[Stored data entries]
=== Begin Enclosure ===
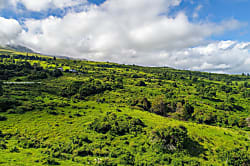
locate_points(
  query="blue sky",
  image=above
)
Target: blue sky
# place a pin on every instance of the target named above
(212, 10)
(204, 35)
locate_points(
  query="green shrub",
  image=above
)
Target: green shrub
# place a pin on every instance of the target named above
(117, 125)
(169, 138)
(3, 118)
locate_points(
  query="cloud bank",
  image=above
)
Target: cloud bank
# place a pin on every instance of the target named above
(131, 32)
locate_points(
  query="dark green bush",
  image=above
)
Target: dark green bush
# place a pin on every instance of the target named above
(117, 124)
(169, 138)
=== End Enclosure ===
* **REQUIREMENT**
Return each line above exactly; any pictures are to be skipped.

* **SOLUTION FOR THIS TASK**
locate_points(
  query="blue sky",
  image=above
)
Target: blue sky
# place a pin on every instance of the target named above
(212, 10)
(204, 35)
locate_points(
  query="green shrub",
  image=above
)
Target: green shrub
# place a pin on every instance of the target named above
(117, 125)
(169, 138)
(3, 118)
locate_points(
  query="cloud bank",
  image=above
)
Target: cloud bank
# place a pin on every instance of the target named above
(131, 32)
locate_points(
  query="dark green bush",
  image=above
)
Target: dark green bush
# place a pin on every instance of the target named above
(117, 124)
(169, 138)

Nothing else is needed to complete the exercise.